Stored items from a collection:
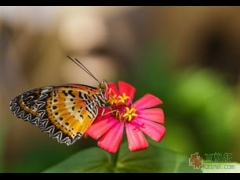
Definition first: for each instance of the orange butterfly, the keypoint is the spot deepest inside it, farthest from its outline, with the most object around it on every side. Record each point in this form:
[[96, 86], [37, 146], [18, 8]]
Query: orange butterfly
[[66, 111]]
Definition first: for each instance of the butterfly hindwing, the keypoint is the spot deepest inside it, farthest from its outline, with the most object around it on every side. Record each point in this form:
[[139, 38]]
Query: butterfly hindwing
[[63, 111]]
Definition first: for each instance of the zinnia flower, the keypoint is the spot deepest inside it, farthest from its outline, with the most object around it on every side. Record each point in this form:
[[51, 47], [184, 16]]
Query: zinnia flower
[[137, 118]]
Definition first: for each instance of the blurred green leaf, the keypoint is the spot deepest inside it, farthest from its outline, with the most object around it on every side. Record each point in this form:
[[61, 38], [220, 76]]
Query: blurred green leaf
[[153, 159]]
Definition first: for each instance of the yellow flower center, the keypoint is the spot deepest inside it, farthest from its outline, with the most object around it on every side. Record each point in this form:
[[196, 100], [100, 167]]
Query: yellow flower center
[[130, 113], [123, 98], [120, 108], [112, 99]]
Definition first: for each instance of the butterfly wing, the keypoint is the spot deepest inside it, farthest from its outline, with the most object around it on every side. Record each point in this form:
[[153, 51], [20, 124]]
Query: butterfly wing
[[64, 111]]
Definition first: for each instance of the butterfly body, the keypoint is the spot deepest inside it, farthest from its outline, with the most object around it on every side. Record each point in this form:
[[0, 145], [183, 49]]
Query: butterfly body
[[65, 112]]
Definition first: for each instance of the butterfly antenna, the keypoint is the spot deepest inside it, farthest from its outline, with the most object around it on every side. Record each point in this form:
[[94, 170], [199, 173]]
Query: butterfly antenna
[[77, 62]]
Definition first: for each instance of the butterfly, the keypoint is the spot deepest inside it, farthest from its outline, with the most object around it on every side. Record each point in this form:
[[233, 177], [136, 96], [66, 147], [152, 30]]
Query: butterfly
[[64, 112]]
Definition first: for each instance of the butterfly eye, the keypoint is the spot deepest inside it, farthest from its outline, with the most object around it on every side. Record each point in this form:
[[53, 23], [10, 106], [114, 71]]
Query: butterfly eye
[[103, 85]]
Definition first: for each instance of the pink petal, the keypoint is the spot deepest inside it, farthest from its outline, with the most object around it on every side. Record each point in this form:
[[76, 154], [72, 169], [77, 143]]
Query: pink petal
[[100, 127], [154, 130], [147, 101], [153, 114], [113, 88], [111, 140], [136, 139], [126, 88]]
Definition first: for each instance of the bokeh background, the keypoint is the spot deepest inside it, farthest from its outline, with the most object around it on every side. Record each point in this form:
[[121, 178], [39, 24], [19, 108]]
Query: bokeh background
[[187, 56]]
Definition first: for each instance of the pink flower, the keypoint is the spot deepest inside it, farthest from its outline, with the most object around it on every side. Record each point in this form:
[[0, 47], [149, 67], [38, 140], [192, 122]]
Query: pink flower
[[137, 118]]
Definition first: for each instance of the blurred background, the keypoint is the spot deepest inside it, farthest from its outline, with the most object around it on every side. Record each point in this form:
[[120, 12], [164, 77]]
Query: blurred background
[[187, 56]]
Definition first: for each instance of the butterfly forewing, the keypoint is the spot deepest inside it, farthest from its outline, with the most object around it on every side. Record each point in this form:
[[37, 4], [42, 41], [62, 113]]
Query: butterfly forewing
[[63, 111]]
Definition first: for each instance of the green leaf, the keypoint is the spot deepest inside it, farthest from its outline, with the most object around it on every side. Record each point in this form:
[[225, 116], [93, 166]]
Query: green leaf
[[153, 159]]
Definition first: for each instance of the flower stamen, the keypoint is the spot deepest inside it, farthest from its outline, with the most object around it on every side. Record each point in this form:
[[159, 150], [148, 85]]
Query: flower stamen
[[130, 113], [123, 98]]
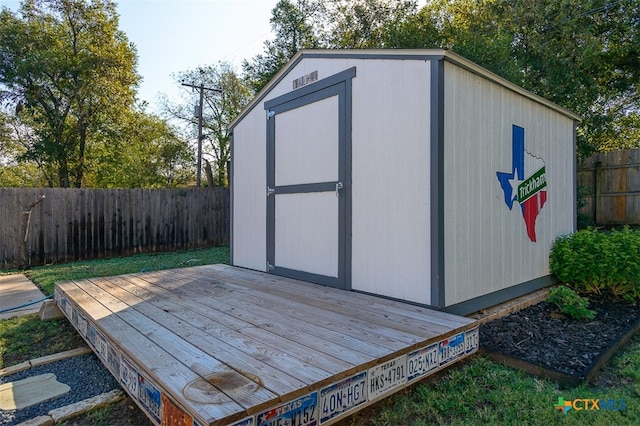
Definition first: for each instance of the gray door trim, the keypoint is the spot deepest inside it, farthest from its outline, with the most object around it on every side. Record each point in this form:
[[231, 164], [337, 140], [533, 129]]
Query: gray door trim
[[336, 85]]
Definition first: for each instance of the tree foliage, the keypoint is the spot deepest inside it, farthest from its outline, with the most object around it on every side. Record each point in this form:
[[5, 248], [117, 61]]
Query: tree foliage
[[581, 54], [71, 74], [294, 29], [148, 153], [220, 107]]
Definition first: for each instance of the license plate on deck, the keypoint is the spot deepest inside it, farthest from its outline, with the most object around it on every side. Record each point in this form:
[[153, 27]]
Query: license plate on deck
[[422, 361], [387, 376], [300, 412], [451, 348], [343, 396], [471, 340]]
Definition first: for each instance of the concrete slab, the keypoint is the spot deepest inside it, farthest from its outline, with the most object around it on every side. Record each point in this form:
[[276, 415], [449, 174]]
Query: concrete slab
[[30, 391], [17, 290]]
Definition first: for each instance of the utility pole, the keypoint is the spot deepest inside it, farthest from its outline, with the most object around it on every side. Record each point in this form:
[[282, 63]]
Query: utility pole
[[199, 113]]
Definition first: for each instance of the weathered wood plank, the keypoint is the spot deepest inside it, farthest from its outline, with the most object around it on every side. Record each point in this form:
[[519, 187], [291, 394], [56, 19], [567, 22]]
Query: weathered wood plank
[[300, 312], [186, 328], [196, 327], [369, 306], [236, 386], [159, 364]]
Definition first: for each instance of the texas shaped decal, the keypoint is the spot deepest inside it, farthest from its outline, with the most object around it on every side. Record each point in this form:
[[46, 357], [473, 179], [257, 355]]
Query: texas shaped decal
[[525, 184]]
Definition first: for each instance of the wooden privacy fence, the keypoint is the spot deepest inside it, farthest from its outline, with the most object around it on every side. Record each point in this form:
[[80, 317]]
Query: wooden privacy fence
[[611, 184], [40, 226]]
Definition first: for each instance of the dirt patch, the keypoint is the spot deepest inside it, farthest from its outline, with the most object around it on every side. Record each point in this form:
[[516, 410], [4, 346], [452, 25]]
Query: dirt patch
[[122, 413], [542, 337]]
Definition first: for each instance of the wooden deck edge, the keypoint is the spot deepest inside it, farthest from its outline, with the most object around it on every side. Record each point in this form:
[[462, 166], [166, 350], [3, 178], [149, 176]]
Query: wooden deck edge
[[322, 403]]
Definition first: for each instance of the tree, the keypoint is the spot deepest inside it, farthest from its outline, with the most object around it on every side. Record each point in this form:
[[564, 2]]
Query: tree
[[148, 153], [361, 24], [70, 73], [220, 107], [293, 26]]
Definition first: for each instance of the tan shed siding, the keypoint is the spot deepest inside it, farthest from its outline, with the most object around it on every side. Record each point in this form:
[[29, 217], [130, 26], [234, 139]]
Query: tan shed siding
[[249, 192], [486, 244], [390, 172]]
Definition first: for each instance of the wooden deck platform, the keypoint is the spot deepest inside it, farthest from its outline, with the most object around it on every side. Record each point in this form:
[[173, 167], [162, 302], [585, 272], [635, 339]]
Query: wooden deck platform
[[217, 344]]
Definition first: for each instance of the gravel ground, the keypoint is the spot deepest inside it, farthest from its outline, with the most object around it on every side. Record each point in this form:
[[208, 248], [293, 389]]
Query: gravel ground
[[85, 374]]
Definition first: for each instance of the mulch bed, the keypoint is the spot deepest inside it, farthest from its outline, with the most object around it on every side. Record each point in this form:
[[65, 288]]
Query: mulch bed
[[544, 342]]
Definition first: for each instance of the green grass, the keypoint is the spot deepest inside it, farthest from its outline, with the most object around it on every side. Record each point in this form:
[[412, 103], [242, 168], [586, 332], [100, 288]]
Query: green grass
[[26, 337], [46, 276]]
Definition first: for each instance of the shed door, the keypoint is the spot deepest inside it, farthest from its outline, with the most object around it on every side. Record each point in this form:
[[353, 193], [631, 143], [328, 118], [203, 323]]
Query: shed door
[[307, 187]]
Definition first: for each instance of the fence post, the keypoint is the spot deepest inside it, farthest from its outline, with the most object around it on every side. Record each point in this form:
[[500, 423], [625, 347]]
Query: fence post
[[597, 199]]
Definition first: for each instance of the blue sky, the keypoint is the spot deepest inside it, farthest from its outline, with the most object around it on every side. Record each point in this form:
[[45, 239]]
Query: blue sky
[[178, 35]]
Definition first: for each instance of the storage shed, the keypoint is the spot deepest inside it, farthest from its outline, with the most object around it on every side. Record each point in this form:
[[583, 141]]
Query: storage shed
[[414, 175]]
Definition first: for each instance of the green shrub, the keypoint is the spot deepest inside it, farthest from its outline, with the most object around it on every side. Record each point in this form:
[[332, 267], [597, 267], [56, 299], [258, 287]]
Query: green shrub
[[592, 261], [570, 303]]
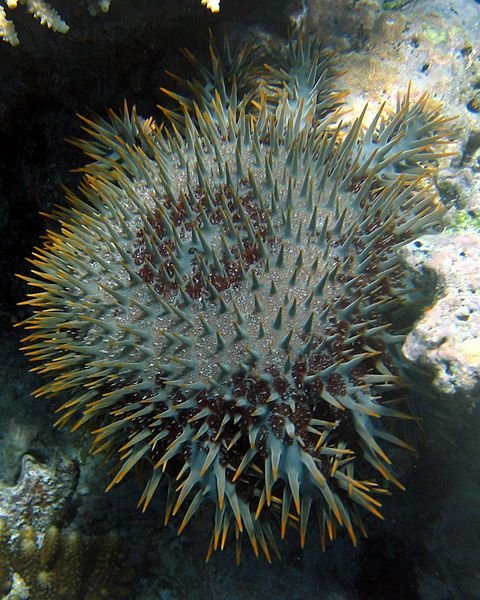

▶ _Problem details_
Convert the lines between the line holding "Definition first: for each instance of the gray" and the line holding "[[199, 113]]", inclusive, into a Markdown table with the columns Row and Line, skipping any blank lines.

▶ _Answer for the task_
| Row | Line |
|---|---|
| 1 | Definition first: for each instance of the gray door trim, the keypoint is the spot deepest inside it, farthest from its outline, with the most object around it on every side. Record each point in this form: |
| 2 | [[231, 164], [337, 140], [533, 129]] |
| 3 | Query: gray door trim |
| 4 | [[336, 85]] |
| 5 | Definition first: for each instance of the tree foliage, the keypoint is the spot deepest inside it, farthest from its outline, with the most object around it on every side. Record each point in this form: |
| 6 | [[5, 248], [117, 61]] |
| 7 | Query: tree foliage |
| 8 | [[581, 54], [71, 74], [294, 29], [148, 153], [220, 107]] |
| 9 | Definition first: for each instance of the license plate on deck, the keypoint is the spot deepest inside it, farthest from its outline, with the most object around it on every side. Record each point in this form: |
| 10 | [[153, 27]] |
| 11 | Query: license plate on deck |
| 12 | [[422, 361], [387, 376], [300, 412], [451, 348], [343, 396], [471, 340]] |
| 13 | Definition first: for each instance of the concrete slab, the keypoint is the spot deepest inside it, farthest from its outline, with the most object around it on every side. Record each point in this form: |
| 14 | [[276, 415], [449, 174]] |
| 15 | Query: concrete slab |
| 16 | [[30, 391], [17, 290]] |
| 17 | Definition first: for each instance of the utility pole, the keypoint is the spot deepest inside it, farthest from its outline, with the most object around it on every side. Record each point in this form: |
| 18 | [[282, 63]] |
| 19 | Query: utility pole |
| 20 | [[199, 113]] |